Trecho escolhido:
Os futuros presidiários
Quem perdoa é Deus, quem deixa passar é torniquete, quem tem dó é viola, quem dá refresco é Tang, quem tem pena é galinha, quem come mosca é sapo, quem alivia é Aspirina, quem deixa passar em branco é borracha, quem deixa barato é black friday", escreveu no Twitter o deputado federal Marcelo Calero.
Ministro da Cultura no governo de Michel Temer e oposição ao governo cessante, o político terminou o seu pitoresco post com a seguinte conclusão: "Por tudo isso, Bolsonaro não será amnistiado".
Para o próximo ministro da Justiça, Flávio Dino, "crimes que estejam ainda em apuração, sejam de quem for, inclusive do ex-presidente da República ou de ex-ministros, ex-parlamentares que infelizmente foram levados a desatinos, serão apurados".
"Não há no mundo cósmico e nem no mundo jurídico uma espécie de amnistia mágica", concluiu, em conversa com o portal UOL.
O candidato derrotado nas urnas a 30 de outubro, de acordo com as palavras mais expressivas de Calero ou as mais diretas de Dino, tem um futuro jurídico sombrio - por alguma razão, além de salário chorudo e mansão, Bolsonaro pediu advogados de peso ao presidente do seu partido.
Enquanto esteve no Palácio do Planalto, Bolsonaro só poderia, por lei, ser denunciado pelo procurador-geral da República, o servil Augusto Aras, ou a subprocuradora, a fanática bolsonarista Lindôra Araújo.
Com essa dupla de "zagueiros" a protegê-lo, os crimes, por exemplo, de charlatanismo, de prevaricação, de emprego irregular de verbas públicas, de epidemia com resultado de morte e de infração de medida sanitária preventiva relatados na CPI da covid acabaram desviados para canto. Essa bola volta agora para o campo da Justiça.
Por outro lado, com a perda do foro privilegiado por já não desempenhar cargos públicos, as investigações de supostos crimes eleitorais, como uso da máquina pública na campanha eleitoral e a formação de uma teia de fake news, passam agora para as mãos de juízes, escolhidos aleatoriamente, de primeira instância.
Por falar em fake news, Carlos Bolsonaro, o filho 02, é investigado por ser o eixo do esquema. E é suspeito ainda de rachadinhas, o desvio para o próprio bolso do salário de assessores.
As rachadinhas, entretanto, são o principal dos (muitos) problemas que Flávio Bolsonaro, o filho 01, suspeito de comandar organização criminosa abastecida pelos salários dos assessores depois lavados numa loja de chocolates da qual é sócio, enfrenta.
O 03, Eduardo, é acusado de organização criminosa digital e de ter ameaçado o país com a implantação de um ato da ditadura, o AI5, que instituiu a censura e a tortura no final dos Anos 60 no Brasil.
Os três, ao contrário do pai, ainda mantêm imunidade por terem cargos eletivos. Mas que não dura para sempre. Inimigos de Bolsonaro já o comparam, maldosamente, a Ugolino della Gherardesca, o nobre italiano do século XIII imortalizado no último dos Anéis do Inferno, por Dante, e em litogravura do português Domingos Sequeira: não bastasse ter sido condenado a morrer de fome, numa cela, ainda teve os filhos como companheiros de cárcere e de desnutrição.
"O mundo não gira, capota", diz-se no Brasil. Ao longo da campanha eleitoral, o vencedor, Lula da Silva, foi chamado pelos membros do clã Bolsonaro de "ex-presidiário"; os membros do clã Bolsonaro têm tudo para serem chamados, já hoje, de futuros presidiários.

O que fazer:
1. Responda com base no texto:
(a) Em que governo Marcelo Calero foi ministro da Cultura?
(b) Com que portal Flávio Dino conversou?
(c) Em que tipo de loja, segundo as suspeitas, era lavado o dinheiro dos salários dos assessores de Flávio Bolsonaro?
2. Devolva, sem mudar nada, o trecho do texto que vai de "As rachadinhas, entretanto, são" até "é sócio, enfrenta.", inclusive.
Use apenas as informações do texto.

Itens listados:
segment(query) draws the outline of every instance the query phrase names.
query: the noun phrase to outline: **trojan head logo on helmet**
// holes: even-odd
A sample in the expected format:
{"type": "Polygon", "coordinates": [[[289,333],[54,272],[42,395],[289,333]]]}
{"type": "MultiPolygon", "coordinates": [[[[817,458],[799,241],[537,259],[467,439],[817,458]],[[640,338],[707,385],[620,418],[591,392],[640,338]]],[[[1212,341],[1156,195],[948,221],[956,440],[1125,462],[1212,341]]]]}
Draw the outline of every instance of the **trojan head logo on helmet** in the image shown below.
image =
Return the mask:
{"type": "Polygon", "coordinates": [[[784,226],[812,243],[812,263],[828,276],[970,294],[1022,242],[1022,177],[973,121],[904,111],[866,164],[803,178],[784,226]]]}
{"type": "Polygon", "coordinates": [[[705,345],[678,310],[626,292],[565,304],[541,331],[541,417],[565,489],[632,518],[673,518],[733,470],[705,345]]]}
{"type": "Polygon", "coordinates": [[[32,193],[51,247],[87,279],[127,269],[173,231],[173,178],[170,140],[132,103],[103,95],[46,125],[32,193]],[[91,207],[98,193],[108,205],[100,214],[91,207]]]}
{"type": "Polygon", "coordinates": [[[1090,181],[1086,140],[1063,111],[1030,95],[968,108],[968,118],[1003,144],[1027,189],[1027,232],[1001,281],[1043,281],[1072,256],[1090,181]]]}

Respostas:
1.
(a) No governo de Michel Temer.
(b) Com o portal UOL.
(c) Numa loja de chocolates da qual ele é sócio.

2.
As rachadinhas, entretanto, são o principal dos (muitos) problemas que Flávio Bolsonaro, o filho 01, suspeito de comandar organização criminosa abastecida pelos salários dos assessores depois lavados numa loja de chocolates da qual é sócio, enfrenta.